(WRITTEN EXERCISE):
Recast everything from the start of the records below down to the line containing "[(209, 490), (69, 449), (804, 490), (44, 607)]", that line included, as a Markdown table with the columns Row and Line, numbering each line and leaving out blank lines. Keep the pictures out of the table.

(MATERIAL FOR THE TASK):

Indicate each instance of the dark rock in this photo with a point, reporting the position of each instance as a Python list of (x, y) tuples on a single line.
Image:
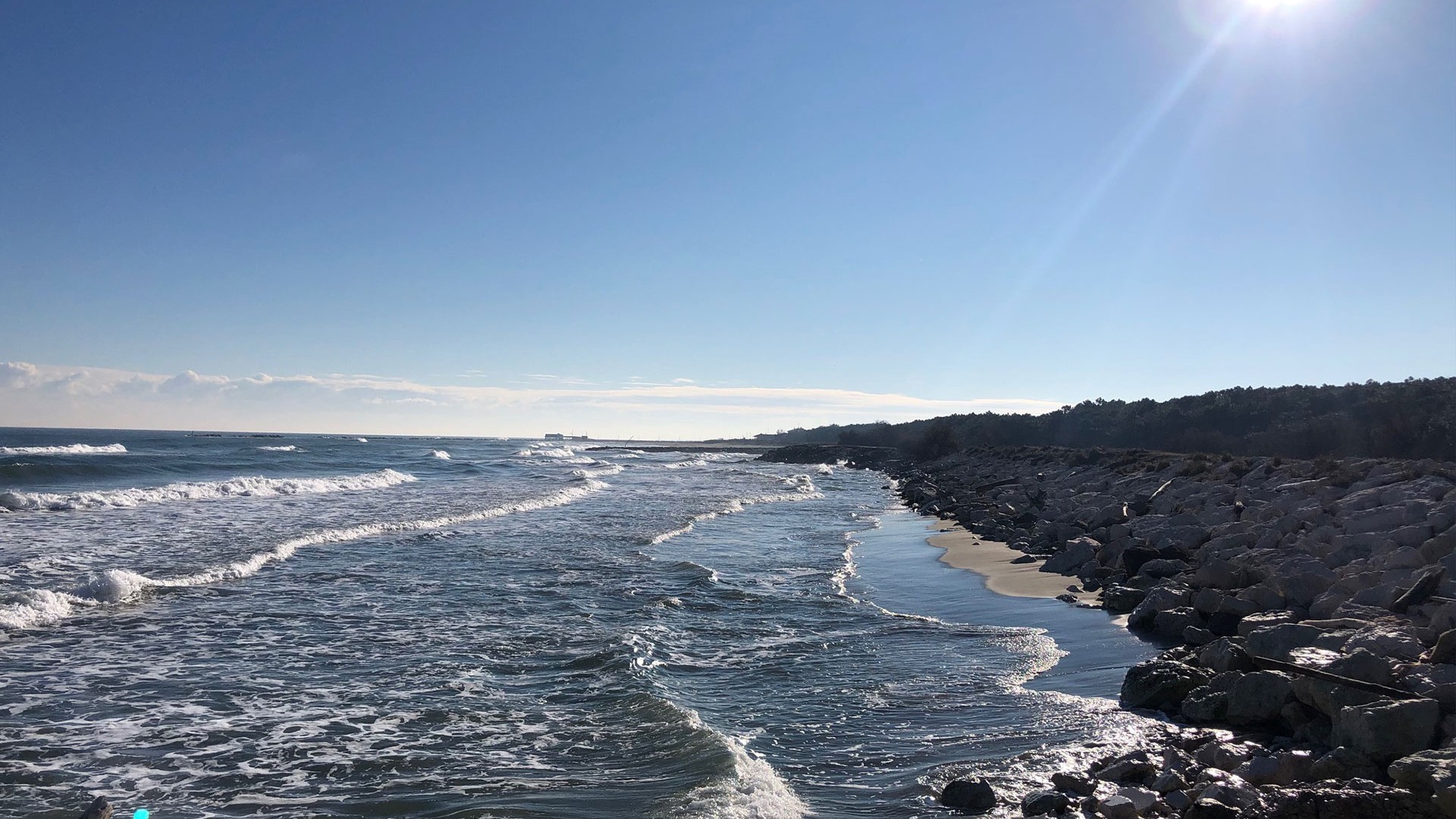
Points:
[(1041, 802), (1210, 809), (1161, 684), (1122, 599), (1258, 697), (968, 796), (1345, 764), (1429, 773), (1347, 800), (1388, 729)]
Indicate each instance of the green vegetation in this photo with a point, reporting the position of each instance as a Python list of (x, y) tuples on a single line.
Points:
[(1411, 419)]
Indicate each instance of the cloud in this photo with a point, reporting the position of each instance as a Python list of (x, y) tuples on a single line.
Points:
[(93, 397)]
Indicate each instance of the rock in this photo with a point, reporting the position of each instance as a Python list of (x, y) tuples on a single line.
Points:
[(1347, 800), (1232, 792), (1445, 649), (1168, 781), (1172, 623), (1386, 642), (1345, 764), (1074, 783), (1117, 808), (968, 796), (1161, 684), (1253, 623), (1263, 771), (1225, 654), (1435, 682), (1071, 558), (1258, 697), (1388, 729), (1122, 599), (1158, 599), (1142, 799), (1276, 642), (1429, 773), (1134, 557), (1163, 567), (1134, 767), (1209, 703), (1041, 802), (1223, 755)]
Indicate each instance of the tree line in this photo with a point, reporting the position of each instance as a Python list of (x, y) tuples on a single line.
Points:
[(1413, 419)]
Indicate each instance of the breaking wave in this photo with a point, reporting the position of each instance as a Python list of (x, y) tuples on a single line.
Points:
[(209, 490), (69, 449), (804, 490), (44, 607)]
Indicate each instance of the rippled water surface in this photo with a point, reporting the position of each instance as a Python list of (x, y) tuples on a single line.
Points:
[(316, 626)]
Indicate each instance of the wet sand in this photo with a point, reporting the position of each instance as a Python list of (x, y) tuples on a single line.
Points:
[(993, 561)]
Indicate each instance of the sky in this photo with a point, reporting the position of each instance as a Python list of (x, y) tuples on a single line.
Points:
[(712, 219)]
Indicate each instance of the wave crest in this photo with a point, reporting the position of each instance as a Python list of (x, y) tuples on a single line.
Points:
[(69, 449), (209, 490)]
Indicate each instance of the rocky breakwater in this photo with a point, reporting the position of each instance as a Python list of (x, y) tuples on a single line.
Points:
[(1310, 608)]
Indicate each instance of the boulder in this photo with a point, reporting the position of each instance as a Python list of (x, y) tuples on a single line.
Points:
[(1117, 808), (1071, 558), (1225, 755), (1158, 599), (1429, 773), (1163, 567), (968, 796), (1209, 703), (1225, 654), (1161, 684), (1435, 682), (1276, 642), (1043, 802), (1347, 800), (1385, 640), (1345, 764), (1388, 729), (1258, 697), (1210, 809), (1122, 599)]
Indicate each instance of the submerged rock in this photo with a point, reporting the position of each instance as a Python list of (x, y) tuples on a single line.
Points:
[(968, 796)]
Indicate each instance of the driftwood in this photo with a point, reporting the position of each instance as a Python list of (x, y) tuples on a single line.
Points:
[(1421, 591), (1329, 676)]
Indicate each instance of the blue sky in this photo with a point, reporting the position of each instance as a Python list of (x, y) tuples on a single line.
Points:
[(764, 213)]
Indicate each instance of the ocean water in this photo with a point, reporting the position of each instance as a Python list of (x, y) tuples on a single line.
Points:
[(335, 626)]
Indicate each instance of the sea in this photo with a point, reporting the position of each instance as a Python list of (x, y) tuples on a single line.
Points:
[(357, 626)]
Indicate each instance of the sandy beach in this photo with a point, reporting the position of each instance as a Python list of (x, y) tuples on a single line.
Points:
[(993, 561)]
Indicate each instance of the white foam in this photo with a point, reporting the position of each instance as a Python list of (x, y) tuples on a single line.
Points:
[(802, 491), (69, 449), (599, 469), (209, 490), (42, 607), (755, 790)]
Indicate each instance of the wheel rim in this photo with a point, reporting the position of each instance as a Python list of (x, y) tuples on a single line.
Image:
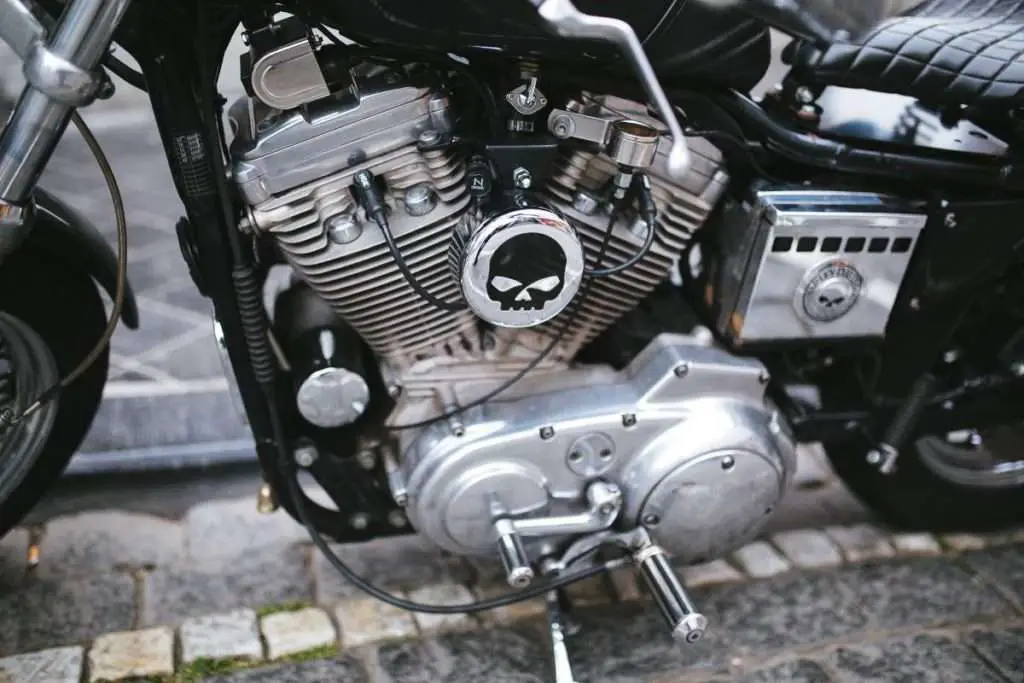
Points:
[(968, 458), (27, 369)]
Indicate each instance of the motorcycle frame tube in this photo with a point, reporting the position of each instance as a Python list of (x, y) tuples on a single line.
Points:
[(81, 38)]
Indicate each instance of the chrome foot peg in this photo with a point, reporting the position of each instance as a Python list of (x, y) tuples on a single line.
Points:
[(686, 623)]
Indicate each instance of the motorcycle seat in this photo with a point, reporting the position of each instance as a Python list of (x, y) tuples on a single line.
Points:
[(954, 52)]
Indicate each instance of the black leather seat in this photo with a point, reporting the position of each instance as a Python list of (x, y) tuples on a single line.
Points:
[(943, 51)]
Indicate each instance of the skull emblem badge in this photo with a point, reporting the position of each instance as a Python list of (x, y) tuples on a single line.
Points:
[(526, 272)]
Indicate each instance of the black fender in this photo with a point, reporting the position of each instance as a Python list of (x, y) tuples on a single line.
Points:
[(64, 235)]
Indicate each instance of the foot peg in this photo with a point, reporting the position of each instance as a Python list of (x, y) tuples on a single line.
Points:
[(686, 623)]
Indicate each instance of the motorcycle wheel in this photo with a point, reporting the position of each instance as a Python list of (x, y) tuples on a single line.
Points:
[(50, 317), (963, 481)]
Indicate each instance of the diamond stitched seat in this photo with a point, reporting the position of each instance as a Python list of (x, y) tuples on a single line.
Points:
[(948, 51)]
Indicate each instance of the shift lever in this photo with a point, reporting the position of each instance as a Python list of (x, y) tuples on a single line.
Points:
[(566, 20)]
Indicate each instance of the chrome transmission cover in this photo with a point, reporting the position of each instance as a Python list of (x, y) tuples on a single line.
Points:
[(684, 432)]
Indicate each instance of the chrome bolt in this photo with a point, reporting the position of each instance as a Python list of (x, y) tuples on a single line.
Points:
[(522, 178), (367, 459), (430, 136), (305, 456)]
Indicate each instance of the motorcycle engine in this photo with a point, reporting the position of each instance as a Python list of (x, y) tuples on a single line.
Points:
[(682, 440)]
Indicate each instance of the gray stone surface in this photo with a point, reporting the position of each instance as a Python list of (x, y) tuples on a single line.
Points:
[(98, 542), (925, 658), (266, 577), (12, 555), (798, 671), (495, 656), (343, 670), (48, 613), (222, 529), (226, 636), (808, 549), (1003, 649), (1005, 566), (403, 563), (60, 665)]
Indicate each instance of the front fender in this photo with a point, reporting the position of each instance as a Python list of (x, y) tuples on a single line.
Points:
[(61, 233)]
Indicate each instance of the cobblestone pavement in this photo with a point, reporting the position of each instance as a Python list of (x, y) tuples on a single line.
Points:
[(225, 594)]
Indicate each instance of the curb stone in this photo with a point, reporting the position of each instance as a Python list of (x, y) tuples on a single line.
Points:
[(238, 637)]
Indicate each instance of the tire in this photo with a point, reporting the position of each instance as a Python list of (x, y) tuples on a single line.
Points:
[(915, 498), (64, 307)]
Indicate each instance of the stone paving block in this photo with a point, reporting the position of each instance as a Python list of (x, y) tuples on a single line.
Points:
[(228, 636), (441, 594), (761, 560), (233, 528), (401, 563), (65, 611), (535, 608), (710, 573), (808, 549), (13, 550), (1003, 649), (925, 658), (367, 621), (798, 671), (1003, 565), (861, 542), (963, 542), (342, 670), (812, 467), (915, 544), (61, 665), (494, 655), (98, 542), (267, 577), (132, 653), (300, 631), (632, 643)]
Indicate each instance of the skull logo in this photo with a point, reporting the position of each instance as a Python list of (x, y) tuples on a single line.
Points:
[(526, 272)]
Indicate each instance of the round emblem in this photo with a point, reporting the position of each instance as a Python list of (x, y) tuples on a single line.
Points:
[(521, 268), (830, 290)]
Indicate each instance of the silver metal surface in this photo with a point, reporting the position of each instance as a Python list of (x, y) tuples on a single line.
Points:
[(420, 200), (813, 264), (29, 369), (18, 28), (669, 456), (81, 37), (58, 79), (289, 76), (503, 282), (377, 116), (633, 144), (567, 20), (332, 397)]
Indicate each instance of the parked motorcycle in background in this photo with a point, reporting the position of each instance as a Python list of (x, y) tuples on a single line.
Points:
[(558, 285)]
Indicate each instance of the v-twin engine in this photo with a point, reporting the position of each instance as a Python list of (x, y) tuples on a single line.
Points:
[(682, 441)]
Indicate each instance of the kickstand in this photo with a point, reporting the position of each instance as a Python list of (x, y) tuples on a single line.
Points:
[(559, 626)]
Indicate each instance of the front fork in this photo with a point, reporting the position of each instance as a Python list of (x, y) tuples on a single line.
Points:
[(61, 75)]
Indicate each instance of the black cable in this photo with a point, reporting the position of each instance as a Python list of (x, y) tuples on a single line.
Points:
[(649, 211), (381, 219), (465, 608)]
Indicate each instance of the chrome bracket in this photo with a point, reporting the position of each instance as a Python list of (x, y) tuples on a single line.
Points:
[(58, 79), (565, 19)]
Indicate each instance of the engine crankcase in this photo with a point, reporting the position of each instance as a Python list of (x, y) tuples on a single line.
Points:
[(701, 458)]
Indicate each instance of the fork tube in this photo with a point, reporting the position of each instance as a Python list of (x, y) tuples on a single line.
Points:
[(81, 38)]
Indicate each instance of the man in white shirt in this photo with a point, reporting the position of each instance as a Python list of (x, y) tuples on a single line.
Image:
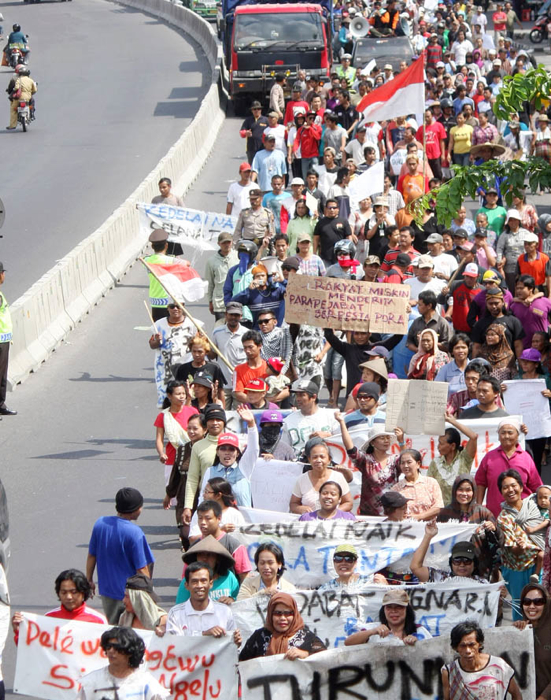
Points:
[(238, 192), (201, 616), (309, 420), (444, 265)]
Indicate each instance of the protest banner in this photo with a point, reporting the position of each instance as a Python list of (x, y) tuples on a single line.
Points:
[(380, 671), (183, 225), (486, 429), (52, 654), (336, 614), (417, 406), (524, 396), (309, 545), (329, 302)]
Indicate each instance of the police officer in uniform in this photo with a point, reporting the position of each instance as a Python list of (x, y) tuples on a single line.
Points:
[(254, 223), (5, 340)]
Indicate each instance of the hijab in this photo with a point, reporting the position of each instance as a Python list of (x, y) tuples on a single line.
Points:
[(279, 643), (500, 356)]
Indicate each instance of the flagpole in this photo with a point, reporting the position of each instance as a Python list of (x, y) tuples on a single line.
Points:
[(186, 313)]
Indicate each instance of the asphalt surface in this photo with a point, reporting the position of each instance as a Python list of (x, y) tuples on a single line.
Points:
[(116, 88)]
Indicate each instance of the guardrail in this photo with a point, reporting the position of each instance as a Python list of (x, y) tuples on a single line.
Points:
[(52, 307)]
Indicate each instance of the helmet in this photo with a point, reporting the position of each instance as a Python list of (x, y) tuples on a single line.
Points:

(ANSWER FOR THIS EXERCISE):
| Row | Line |
|---|---|
| 1 | Indicate each instance of the dark rock in this photo with a point, reporting the position of each instance as a Python list of (x, y) tuples on a single line. |
| 2 | Image: |
| 3 | Points: |
| 4 | [(1041, 802), (1210, 809), (1161, 684), (1122, 599), (1258, 697), (968, 796), (1345, 764), (1429, 773), (1347, 800), (1388, 729)] |
| 5 | Indicate each instance of the green vegetation in this photo with a point, reporting the position of each instance as a Python list of (x, y) tuples on a single line. |
| 6 | Points: |
| 7 | [(1411, 419)] |
| 8 | Indicate each instance of the cloud in this photo with a point, reporting the position of each instance as a Python list of (x, y) tuples on a single line. |
| 9 | Points: |
| 10 | [(93, 397)] |
| 11 | Indicate each instance of the rock in this photo with a point, reporting the position of each instance as a Python list of (x, y) tuples on a single line. |
| 12 | Points: |
| 13 | [(1347, 800), (1232, 792), (1445, 649), (1168, 781), (1172, 623), (1386, 642), (1345, 764), (1074, 783), (1117, 808), (968, 796), (1161, 684), (1253, 623), (1263, 771), (1225, 654), (1435, 682), (1071, 558), (1258, 697), (1388, 729), (1122, 599), (1158, 599), (1142, 799), (1276, 642), (1429, 773), (1134, 557), (1163, 567), (1134, 767), (1209, 703), (1041, 802), (1223, 755)] |
| 14 | Indicate each instance of the tree line in this photo with a point, reporting the position of each instance as a Python list of (x, y) tuples on a single line. |
| 15 | Points: |
| 16 | [(1413, 419)] |
| 17 | Indicate each instance of the breaking wave in this photo with a point, reporting the position of each instance as a Python list of (x, y) tuples on a single line. |
| 18 | Points: |
| 19 | [(209, 490), (69, 449), (804, 490), (44, 607)] |